> Written problem
Please reproduce everything in the data below, from the line containing "job | pin one point per instance of the grey" down to the line containing "[(136, 293), (347, 158)]", with both of those lines included and every line unchanged.

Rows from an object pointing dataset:
#####
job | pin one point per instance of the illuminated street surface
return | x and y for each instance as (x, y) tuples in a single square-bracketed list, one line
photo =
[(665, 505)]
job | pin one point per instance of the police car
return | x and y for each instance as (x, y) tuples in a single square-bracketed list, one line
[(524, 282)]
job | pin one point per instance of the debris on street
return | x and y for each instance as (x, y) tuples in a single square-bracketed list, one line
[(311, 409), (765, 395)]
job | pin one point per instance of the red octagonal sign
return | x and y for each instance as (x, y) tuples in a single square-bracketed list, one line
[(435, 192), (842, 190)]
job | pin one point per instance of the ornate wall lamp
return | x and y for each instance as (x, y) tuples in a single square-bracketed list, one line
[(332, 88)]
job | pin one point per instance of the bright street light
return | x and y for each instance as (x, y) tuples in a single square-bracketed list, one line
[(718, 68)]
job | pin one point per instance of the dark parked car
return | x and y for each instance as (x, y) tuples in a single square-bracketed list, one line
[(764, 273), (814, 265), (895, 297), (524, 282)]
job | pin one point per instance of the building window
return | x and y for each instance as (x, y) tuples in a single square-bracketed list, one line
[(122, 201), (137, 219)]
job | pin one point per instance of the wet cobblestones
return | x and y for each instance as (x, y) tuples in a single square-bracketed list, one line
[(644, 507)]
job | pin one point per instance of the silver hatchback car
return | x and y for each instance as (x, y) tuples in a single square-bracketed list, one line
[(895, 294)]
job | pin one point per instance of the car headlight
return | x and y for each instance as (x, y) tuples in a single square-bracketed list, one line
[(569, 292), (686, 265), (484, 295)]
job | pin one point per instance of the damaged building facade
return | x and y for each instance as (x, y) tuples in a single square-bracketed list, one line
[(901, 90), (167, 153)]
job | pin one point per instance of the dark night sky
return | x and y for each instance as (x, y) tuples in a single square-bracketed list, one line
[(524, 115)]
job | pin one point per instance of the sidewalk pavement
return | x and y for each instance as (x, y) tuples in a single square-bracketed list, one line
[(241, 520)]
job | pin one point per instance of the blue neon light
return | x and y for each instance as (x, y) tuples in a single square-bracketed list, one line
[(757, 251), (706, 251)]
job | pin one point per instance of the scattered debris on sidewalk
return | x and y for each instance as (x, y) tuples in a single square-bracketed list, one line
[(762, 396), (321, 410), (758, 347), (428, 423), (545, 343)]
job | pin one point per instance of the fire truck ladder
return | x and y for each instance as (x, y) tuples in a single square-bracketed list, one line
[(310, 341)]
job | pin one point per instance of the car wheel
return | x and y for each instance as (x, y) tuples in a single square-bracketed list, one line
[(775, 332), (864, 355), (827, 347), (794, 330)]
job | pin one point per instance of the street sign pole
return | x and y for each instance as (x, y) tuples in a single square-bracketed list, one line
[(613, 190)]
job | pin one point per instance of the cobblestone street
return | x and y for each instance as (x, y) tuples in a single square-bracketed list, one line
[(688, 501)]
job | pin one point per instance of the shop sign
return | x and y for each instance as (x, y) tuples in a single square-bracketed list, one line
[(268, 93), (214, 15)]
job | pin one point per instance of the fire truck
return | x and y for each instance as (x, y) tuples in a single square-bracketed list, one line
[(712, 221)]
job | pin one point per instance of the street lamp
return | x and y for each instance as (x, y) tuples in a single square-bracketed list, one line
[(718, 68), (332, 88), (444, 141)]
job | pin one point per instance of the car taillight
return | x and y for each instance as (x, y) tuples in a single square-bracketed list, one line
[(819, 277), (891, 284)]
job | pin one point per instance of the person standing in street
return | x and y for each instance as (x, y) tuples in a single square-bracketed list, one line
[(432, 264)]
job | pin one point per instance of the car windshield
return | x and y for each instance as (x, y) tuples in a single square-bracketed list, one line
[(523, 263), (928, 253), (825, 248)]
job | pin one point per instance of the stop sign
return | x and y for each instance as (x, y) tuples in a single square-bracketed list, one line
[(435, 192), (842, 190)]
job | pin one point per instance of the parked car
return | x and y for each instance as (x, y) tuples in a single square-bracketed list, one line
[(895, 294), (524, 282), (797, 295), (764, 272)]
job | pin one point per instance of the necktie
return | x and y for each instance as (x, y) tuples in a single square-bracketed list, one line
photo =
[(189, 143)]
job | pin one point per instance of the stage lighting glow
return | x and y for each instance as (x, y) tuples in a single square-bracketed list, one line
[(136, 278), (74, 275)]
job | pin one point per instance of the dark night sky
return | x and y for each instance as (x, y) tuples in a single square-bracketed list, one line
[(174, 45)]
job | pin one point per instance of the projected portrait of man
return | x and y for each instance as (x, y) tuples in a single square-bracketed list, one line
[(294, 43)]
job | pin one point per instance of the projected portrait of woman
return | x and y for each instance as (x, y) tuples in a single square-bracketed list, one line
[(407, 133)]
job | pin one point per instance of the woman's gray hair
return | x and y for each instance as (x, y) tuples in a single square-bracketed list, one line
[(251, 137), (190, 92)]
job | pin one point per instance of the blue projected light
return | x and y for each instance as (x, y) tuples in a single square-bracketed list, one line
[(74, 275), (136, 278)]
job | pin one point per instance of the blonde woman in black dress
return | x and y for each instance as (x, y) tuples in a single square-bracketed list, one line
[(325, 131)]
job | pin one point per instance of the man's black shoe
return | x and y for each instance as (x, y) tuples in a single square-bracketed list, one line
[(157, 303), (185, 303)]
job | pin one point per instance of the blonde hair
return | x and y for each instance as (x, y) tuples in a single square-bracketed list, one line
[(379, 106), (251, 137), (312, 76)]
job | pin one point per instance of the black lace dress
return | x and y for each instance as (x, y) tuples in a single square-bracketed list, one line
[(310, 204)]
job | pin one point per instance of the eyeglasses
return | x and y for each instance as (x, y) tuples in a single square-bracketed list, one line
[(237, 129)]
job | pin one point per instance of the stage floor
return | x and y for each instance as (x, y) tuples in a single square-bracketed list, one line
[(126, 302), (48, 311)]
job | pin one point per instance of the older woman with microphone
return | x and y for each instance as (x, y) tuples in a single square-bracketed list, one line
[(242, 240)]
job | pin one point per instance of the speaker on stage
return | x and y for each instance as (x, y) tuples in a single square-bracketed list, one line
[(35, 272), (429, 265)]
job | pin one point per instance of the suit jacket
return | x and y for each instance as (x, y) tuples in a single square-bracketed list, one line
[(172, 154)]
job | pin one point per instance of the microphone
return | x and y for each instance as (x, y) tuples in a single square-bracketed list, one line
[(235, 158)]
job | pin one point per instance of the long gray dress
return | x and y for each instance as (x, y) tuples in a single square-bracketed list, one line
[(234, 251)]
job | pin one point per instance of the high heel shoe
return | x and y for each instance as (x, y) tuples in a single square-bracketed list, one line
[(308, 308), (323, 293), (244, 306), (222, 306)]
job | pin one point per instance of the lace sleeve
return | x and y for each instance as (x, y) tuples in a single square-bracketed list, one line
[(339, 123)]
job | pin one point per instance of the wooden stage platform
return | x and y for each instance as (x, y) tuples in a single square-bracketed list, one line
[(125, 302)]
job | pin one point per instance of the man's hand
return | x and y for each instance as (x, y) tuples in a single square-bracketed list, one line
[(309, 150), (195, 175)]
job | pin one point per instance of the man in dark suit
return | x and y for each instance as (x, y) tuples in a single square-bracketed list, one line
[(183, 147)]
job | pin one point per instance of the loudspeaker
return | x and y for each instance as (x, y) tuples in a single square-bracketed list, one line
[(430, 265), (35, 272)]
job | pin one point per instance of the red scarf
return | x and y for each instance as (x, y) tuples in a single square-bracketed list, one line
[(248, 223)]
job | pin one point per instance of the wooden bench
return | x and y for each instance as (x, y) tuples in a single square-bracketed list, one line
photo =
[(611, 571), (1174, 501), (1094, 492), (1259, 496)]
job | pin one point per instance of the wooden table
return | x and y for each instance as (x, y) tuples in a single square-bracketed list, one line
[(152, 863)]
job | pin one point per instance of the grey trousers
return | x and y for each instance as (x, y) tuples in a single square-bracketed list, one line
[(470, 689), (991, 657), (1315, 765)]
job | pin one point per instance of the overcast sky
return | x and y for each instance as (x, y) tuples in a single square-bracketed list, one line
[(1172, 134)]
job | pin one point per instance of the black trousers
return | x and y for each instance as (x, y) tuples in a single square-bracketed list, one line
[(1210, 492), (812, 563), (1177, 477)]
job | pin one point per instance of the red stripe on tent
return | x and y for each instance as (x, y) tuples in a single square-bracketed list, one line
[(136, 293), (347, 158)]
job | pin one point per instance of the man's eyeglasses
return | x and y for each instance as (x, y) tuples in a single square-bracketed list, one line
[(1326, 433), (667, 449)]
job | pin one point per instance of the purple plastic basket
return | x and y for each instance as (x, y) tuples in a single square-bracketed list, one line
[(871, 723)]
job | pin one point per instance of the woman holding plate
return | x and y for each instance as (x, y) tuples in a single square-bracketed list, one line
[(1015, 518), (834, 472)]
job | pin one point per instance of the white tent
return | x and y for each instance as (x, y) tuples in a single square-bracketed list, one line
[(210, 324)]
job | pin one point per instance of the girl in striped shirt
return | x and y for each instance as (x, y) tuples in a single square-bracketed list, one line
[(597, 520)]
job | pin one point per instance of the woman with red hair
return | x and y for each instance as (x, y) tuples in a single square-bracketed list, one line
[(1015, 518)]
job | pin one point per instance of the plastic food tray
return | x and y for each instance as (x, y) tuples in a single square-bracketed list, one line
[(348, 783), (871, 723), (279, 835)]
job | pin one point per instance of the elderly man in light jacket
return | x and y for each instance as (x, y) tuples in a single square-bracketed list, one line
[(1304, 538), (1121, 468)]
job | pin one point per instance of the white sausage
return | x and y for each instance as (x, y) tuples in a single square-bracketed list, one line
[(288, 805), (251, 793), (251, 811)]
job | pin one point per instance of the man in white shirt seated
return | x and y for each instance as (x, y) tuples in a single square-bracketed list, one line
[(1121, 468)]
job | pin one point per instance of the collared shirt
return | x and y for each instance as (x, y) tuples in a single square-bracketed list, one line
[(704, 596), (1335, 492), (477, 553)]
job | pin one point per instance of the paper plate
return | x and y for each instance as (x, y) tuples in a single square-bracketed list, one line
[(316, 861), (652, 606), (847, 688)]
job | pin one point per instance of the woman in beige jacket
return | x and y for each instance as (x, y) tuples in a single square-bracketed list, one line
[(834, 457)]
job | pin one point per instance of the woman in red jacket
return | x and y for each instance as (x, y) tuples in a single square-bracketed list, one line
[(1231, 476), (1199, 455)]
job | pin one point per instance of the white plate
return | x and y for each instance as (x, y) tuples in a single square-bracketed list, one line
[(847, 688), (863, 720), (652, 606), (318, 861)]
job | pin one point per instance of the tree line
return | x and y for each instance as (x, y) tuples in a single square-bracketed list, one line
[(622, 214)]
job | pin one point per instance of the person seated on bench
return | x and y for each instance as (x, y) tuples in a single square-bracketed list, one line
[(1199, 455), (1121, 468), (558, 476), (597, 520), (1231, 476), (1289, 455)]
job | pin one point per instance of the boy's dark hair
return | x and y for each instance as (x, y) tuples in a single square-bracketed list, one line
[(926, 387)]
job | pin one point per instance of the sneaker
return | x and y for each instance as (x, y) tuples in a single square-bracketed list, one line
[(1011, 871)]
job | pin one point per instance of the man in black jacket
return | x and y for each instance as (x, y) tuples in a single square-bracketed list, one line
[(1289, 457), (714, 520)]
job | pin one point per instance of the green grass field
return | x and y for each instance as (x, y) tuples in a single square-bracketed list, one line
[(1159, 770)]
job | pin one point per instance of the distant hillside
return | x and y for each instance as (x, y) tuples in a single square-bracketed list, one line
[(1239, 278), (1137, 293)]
#####
> Exercise response
job | pin one point per instance of the grey trousers
return | x and y for each instance as (x, y) tuples in a single square-bracketed list, one line
[(470, 689), (991, 657), (1315, 765)]
job | pin one point per instance of the overcast sky
return | x and y for each instance as (x, y) tuples in a single square-bracketed list, one line
[(1172, 134)]
job | pin one point per instance of the black trousers
return | x and y for each instance as (x, y) tuples in a single square-bracketed list, one line
[(1210, 492), (812, 563), (1177, 477)]
job | pin one point per instance of the red stripe on tent
return | x and y for each instance as (x, y) tuples in a single square-bracketed list, one line
[(136, 293), (347, 158)]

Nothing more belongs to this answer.